**Supplied text:**
****
In today’s post, I am going to discuss an issue that I had faced recently. One of my application team sent me an e-mail stating that they are not able to connect to the database and are receiving following error intermittently.
Application team provided the information that, they are using the following connection string.
##---- ##---- DB connection string used by App team ##---- (DESCRIPTION = (ADDRESS = (PROTOCOL = TCP)(HOST =rac01.oraclebuffer.com)(PORT = 1521)) (ADDRESS = (PROTOCOL = TCP)(HOST =rac02.oraclebuffer.com)(PORT = 1521)) (CONNECT_DATA = (SERVER = DEDICATED) (SERVICE_NAME = prod_app.oraclebuffer.com) ) )
As a first step, I immediately checked the status of the service and could see it was up running fine on both the cluster instances.
##---- ##---- Service status from clusterware ##---- oracle@rac01:/home/oracle: srvctl status service -d orpproda Service prod_app is running on instance(s) orpproda1, orpproda2
I could also see, the service is registered with the listener and in READY status on both the cluster nodes.
****
**Provided information:**
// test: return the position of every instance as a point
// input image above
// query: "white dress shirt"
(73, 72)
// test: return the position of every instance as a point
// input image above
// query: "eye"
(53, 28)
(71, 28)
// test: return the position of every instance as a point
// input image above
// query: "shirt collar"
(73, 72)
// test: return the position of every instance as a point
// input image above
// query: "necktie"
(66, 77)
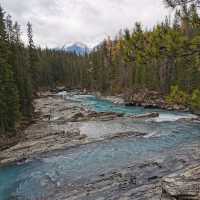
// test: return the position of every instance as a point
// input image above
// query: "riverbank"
(64, 124)
(56, 127)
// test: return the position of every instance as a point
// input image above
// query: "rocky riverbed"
(72, 151)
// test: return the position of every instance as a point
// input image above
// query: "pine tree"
(9, 100)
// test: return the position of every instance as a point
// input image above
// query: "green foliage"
(195, 100)
(177, 96)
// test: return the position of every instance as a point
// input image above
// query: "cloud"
(59, 22)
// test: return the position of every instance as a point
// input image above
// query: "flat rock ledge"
(184, 185)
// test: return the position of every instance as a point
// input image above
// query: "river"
(50, 173)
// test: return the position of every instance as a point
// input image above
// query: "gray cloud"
(59, 22)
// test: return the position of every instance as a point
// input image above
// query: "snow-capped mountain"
(77, 48)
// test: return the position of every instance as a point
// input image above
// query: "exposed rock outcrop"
(150, 99)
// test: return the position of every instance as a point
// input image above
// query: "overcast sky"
(60, 22)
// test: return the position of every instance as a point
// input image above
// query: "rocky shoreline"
(56, 128)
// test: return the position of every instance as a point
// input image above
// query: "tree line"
(165, 58)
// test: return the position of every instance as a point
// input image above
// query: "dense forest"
(164, 59)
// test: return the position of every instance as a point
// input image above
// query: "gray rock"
(184, 185)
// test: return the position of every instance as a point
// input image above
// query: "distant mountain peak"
(78, 48)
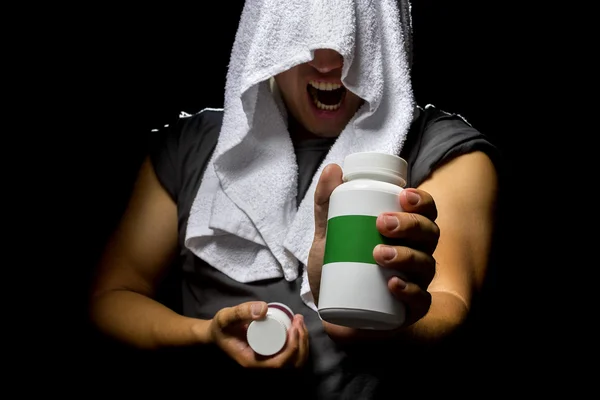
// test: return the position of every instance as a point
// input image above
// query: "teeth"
****
**Requirements:** Using the database connection post above the data, decide whether each statement agrees with it, and back each yes or no with the deciding words quoted from the post. (a) The application team got the error on every connection attempt. (b) The connection string gives port 1521 for both hosts. (c) The service turned out to be running on only one cluster instance.

**Full output:**
(a) No: "receiving following error intermittently."
(b) Yes: "(HOST =rac01.oraclebuffer.com)(PORT = 1521)" and "(HOST =rac02.oraclebuffer.com)(PORT = 1521)."
(c) No: "it was up running fine on both the cluster instances."